» What to do
Please copy word for word the lines of the material starting at the line containing "Each instance of the blue sky" and ending at the line containing "[(372, 274), (389, 273), (384, 274)]", both included.

----------------

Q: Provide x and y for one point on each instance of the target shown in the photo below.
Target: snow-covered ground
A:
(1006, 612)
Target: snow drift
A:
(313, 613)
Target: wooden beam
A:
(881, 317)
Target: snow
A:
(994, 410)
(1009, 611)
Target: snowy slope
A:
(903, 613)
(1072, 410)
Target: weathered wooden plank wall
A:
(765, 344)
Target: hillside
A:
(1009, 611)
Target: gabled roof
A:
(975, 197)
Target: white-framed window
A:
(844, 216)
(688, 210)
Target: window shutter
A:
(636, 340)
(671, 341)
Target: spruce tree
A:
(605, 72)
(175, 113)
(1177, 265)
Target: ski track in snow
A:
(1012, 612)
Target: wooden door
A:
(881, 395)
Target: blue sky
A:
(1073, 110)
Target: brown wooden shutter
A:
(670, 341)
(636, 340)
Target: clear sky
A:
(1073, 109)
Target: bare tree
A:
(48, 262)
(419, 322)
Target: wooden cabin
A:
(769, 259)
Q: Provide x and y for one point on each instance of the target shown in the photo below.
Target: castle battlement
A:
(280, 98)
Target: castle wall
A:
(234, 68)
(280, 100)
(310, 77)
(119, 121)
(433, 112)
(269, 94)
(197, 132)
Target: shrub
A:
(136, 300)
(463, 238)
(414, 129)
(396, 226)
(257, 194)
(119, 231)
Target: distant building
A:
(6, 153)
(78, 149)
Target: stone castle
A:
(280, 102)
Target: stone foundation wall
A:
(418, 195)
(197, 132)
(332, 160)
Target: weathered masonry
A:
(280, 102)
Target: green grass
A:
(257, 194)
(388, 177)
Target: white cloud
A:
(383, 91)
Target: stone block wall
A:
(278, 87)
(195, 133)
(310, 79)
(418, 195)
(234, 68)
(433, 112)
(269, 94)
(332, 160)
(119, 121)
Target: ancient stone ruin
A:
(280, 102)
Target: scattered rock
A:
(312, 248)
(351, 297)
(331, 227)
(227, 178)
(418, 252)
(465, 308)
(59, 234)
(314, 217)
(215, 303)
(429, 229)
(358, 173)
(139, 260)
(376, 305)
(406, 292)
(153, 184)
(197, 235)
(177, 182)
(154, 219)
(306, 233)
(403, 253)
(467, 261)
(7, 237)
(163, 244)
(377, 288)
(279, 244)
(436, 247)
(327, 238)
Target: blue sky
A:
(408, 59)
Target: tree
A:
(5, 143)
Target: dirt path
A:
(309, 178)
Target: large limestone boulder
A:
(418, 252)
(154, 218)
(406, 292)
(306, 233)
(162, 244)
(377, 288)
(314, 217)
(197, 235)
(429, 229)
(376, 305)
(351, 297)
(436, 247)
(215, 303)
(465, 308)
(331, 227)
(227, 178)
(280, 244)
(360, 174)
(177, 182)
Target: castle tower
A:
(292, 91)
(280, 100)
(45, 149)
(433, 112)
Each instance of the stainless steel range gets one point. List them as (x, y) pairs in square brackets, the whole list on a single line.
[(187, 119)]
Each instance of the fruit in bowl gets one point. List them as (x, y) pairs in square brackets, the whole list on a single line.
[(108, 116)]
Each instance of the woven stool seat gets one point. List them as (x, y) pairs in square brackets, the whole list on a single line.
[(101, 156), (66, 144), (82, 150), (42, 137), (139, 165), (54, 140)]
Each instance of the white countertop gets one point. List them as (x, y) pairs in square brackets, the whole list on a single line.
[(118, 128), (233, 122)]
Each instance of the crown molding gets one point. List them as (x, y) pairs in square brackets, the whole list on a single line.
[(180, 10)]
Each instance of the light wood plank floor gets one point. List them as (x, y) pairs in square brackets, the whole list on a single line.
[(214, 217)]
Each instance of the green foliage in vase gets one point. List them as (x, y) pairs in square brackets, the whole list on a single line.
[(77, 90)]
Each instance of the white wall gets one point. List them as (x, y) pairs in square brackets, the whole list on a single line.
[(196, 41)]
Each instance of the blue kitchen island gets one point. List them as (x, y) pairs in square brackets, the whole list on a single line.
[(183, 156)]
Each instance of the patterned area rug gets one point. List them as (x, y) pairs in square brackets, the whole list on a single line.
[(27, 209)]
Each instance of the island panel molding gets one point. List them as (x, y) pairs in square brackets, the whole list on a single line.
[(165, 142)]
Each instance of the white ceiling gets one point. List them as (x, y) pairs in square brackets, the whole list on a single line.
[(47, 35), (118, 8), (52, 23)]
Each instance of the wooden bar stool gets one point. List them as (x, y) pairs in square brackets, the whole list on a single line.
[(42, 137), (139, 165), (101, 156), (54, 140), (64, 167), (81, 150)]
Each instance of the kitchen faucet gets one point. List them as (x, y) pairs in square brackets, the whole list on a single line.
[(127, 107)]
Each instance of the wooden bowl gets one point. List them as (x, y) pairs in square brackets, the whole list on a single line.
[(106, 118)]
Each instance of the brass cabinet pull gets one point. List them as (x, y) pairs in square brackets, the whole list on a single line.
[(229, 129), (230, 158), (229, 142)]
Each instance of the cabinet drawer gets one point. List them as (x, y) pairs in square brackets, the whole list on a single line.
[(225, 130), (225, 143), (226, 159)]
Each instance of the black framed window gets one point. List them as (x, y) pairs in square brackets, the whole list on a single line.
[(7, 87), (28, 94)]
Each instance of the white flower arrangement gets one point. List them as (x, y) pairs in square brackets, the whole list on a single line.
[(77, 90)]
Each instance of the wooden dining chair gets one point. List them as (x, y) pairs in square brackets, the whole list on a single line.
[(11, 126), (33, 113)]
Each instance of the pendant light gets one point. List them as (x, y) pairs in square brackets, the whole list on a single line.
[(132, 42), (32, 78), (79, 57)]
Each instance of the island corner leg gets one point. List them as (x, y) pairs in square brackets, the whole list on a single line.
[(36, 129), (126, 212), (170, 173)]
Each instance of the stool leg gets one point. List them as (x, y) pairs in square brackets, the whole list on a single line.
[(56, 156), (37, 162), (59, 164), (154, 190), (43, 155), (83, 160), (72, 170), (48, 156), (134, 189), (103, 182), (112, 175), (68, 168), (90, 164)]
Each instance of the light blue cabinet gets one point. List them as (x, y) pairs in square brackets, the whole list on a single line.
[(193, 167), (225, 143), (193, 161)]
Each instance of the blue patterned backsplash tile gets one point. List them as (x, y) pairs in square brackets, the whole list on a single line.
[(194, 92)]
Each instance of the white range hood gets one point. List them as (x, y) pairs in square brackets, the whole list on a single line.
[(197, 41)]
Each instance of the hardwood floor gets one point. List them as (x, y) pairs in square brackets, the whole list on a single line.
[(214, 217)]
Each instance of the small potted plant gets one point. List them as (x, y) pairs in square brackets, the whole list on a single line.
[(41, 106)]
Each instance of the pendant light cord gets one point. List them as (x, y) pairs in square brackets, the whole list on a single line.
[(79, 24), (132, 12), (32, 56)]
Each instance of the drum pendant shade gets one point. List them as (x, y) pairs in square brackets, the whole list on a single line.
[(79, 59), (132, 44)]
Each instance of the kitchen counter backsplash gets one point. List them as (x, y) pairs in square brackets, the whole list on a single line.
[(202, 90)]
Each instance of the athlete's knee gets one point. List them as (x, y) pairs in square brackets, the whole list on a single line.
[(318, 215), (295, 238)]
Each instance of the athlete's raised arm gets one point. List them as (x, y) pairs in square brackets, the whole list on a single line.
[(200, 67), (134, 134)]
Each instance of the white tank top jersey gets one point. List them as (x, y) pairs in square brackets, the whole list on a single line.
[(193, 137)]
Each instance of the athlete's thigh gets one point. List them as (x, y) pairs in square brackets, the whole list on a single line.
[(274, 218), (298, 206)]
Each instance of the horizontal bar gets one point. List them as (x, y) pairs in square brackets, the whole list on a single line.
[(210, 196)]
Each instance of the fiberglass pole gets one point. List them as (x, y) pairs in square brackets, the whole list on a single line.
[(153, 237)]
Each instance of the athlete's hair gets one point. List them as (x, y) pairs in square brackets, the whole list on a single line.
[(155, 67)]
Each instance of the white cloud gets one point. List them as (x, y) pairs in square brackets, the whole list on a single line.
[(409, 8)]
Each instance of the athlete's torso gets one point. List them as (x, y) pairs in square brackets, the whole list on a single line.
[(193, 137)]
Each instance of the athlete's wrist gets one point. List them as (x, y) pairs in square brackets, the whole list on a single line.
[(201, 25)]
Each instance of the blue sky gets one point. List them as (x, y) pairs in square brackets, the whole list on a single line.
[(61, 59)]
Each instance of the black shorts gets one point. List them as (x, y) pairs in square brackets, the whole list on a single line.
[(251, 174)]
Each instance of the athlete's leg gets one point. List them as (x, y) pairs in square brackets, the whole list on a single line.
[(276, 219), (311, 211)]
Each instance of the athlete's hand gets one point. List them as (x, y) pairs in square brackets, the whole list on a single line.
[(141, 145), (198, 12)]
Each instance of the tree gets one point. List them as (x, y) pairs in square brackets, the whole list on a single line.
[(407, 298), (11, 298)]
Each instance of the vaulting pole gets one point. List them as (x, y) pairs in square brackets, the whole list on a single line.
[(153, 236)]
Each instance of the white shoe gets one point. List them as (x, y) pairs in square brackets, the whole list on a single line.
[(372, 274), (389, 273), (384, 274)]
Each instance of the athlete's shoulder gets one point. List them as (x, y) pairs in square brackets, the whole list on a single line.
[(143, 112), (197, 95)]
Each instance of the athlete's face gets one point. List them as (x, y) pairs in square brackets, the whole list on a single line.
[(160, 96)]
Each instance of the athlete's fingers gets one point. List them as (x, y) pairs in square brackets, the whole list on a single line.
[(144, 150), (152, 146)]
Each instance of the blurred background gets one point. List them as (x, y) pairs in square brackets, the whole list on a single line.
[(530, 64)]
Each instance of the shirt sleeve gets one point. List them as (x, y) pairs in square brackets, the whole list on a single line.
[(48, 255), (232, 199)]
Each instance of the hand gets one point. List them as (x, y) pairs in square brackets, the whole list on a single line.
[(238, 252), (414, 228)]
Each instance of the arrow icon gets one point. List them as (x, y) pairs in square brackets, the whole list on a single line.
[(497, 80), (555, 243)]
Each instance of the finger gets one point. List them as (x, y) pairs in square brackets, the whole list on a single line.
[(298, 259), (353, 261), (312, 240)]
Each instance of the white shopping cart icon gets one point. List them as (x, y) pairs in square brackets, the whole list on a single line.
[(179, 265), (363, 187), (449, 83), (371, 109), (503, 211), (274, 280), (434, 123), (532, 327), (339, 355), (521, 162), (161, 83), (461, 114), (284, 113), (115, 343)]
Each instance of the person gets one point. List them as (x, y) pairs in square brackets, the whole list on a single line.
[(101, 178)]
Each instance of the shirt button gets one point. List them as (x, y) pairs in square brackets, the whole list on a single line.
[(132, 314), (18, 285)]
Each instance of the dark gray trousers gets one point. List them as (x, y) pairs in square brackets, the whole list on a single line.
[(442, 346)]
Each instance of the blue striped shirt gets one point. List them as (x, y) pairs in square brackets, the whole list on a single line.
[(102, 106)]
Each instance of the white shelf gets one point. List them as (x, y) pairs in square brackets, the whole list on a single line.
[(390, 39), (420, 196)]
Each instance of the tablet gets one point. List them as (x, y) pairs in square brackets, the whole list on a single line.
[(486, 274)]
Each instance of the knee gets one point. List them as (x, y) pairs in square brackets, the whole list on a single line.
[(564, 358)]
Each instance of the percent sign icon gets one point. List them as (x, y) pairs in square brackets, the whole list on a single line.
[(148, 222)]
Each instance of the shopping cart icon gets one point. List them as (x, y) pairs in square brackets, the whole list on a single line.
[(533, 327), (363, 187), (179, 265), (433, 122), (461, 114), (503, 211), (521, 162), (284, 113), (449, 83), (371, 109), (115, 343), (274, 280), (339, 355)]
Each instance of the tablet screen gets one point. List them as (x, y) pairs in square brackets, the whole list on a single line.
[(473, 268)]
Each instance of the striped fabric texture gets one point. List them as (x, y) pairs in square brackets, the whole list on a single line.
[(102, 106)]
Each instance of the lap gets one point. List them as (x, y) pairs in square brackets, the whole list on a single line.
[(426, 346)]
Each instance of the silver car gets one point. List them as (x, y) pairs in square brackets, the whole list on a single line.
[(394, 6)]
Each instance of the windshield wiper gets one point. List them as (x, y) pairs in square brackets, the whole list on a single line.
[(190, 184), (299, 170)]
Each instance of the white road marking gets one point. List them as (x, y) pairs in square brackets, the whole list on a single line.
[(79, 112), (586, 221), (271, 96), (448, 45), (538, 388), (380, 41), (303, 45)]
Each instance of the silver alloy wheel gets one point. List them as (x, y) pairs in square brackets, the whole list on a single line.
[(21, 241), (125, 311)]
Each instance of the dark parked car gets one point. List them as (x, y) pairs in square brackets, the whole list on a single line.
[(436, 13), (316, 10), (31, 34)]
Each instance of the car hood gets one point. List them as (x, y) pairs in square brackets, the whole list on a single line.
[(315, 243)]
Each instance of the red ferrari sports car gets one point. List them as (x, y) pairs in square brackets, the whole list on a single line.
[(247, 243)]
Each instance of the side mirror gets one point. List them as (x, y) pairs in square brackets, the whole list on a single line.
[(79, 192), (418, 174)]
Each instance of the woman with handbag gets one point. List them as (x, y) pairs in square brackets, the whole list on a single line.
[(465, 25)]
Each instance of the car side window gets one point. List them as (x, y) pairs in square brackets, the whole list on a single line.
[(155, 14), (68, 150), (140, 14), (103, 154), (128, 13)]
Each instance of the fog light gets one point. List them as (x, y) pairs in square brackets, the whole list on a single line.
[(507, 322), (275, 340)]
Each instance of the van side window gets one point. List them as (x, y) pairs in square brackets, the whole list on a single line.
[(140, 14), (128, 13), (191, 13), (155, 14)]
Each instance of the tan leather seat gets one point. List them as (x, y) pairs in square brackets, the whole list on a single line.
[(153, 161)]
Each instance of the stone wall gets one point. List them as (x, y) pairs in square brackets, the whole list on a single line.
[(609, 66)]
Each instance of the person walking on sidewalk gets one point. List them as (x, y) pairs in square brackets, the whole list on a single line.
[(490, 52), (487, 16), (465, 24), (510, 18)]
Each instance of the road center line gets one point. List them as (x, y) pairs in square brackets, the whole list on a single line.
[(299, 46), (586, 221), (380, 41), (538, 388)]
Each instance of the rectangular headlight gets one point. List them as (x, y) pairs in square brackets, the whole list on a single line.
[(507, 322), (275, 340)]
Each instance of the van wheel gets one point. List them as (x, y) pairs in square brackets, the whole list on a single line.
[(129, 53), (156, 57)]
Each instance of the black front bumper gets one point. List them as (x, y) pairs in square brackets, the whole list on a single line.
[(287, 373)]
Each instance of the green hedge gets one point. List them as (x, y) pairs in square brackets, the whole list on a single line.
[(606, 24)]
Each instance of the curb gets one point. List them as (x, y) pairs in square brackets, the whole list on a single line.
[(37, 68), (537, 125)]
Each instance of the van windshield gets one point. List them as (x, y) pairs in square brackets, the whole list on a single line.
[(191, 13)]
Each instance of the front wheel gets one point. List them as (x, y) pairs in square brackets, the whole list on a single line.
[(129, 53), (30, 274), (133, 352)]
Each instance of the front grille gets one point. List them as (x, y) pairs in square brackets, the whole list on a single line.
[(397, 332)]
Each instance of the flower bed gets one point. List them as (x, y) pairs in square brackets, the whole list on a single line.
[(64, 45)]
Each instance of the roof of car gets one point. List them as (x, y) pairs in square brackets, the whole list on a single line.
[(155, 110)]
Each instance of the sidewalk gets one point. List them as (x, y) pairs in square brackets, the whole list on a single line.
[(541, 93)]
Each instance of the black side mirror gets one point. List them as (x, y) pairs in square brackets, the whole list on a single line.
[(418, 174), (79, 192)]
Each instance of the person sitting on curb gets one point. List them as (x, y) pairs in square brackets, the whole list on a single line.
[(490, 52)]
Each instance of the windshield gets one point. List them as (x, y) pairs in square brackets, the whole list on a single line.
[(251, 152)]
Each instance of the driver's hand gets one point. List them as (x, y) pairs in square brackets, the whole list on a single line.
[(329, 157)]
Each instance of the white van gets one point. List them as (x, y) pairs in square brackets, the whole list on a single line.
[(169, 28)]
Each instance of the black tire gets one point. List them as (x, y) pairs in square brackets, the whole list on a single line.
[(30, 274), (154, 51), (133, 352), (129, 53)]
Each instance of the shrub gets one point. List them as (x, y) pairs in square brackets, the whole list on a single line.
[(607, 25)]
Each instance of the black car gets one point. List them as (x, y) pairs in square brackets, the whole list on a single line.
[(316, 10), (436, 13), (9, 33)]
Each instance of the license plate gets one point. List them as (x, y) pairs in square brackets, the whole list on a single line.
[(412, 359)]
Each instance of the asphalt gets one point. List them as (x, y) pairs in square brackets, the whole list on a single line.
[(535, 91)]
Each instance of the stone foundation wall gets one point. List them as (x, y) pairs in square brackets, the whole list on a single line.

----------------

» Exercise solution
Each instance of the blue sky gets one point. List them as (x, y) pairs in square brackets, the whole list on a single line.
[(61, 59)]
Each instance of the black shorts gets one point. List them as (x, y) pairs in square brackets, the whole list on a single line.
[(251, 174)]
Each instance of the athlete's leg gets one point. List them as (x, y) pairs in square brackets, the whole list on a single line.
[(276, 219), (311, 211)]
Each instance of the athlete's hand gets one point. List them as (x, y) pairs in square brackets, the whole list on a single line.
[(141, 145), (198, 12)]
Each instance of the tree gets one point. List them as (x, y) pairs in square brackets, the whole list on a single line.
[(407, 298), (11, 298)]
Each instance of the vaulting pole gets one point. List them as (x, y) pairs in square brackets, the whole list on a single line.
[(153, 236)]
Each instance of the white shoe gets one point. List them as (x, y) pairs in square brackets, the whole list on a single line.
[(372, 274), (389, 273), (384, 274)]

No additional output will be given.